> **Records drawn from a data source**

* Start *

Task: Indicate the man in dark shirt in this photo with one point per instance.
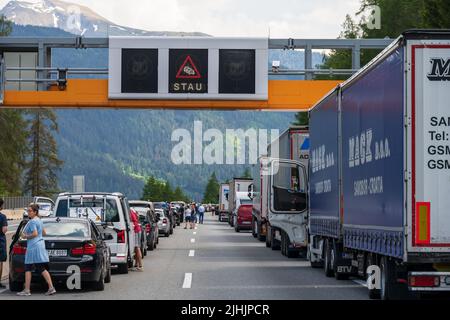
(3, 230)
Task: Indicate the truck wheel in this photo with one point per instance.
(327, 260)
(254, 234)
(374, 294)
(260, 237)
(15, 286)
(268, 239)
(122, 268)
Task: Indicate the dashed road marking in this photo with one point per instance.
(187, 283)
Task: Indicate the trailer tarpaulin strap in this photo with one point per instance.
(423, 225)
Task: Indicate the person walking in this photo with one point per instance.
(137, 241)
(3, 230)
(201, 213)
(187, 217)
(36, 257)
(193, 216)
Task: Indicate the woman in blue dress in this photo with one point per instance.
(36, 257)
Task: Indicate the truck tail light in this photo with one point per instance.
(424, 281)
(121, 236)
(18, 249)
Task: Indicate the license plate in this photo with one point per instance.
(57, 253)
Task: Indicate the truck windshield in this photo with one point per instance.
(289, 188)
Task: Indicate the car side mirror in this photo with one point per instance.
(107, 236)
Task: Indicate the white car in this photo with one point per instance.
(46, 206)
(111, 212)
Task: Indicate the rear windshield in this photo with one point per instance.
(66, 229)
(93, 208)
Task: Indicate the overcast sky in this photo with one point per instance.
(284, 18)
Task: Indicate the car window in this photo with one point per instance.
(66, 229)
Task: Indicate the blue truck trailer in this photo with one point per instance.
(379, 188)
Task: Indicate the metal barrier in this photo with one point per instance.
(13, 203)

* End *

> **Task statement**
Please reproduce all of the data above, line for line and unchanged, but leave out the pictures.

> **Task output**
Task: Indicate the man in dark shirt in this photo with one point per instance.
(3, 230)
Task: Indicate the truck wheel in this photo with one point per instance.
(327, 260)
(254, 234)
(374, 294)
(260, 237)
(15, 286)
(268, 239)
(122, 268)
Task: Indicate the dashed road marking in this photo with one point per instance.
(187, 283)
Task: Indicate the trailer tarpaulin strap in this photo with one point per instance.
(423, 225)
Task: Indicate the person walking in this photo with one point per instance.
(137, 241)
(3, 230)
(201, 213)
(187, 217)
(36, 257)
(193, 216)
Task: Indicate the woman in blue dress in this photo with one point per instance.
(36, 257)
Task: Indicate the truck tail light in this photo with one point per instance.
(424, 281)
(121, 236)
(18, 249)
Task: Indicate the license plate in this photo with one point per instance.
(57, 253)
Task: Indicate the truck windshield in this photo with one point per instance.
(289, 188)
Task: Indicate the car side mirror in this photo with one point per instance.
(107, 236)
Task: Indicate the white car in this photo with one point per instance.
(46, 206)
(111, 212)
Task: Indicate the rear windshield in this photo with one point per instance.
(66, 229)
(93, 208)
Task: Indicate the overcast sky in this photo with one point per instance.
(284, 18)
Task: Indicate the car window in this photo with one point per instance.
(66, 229)
Task: Indicate the blue truck trailer in this photo with one point per instance.
(379, 188)
Task: Indicate the metal barrier in this photo with one point per instance.
(13, 203)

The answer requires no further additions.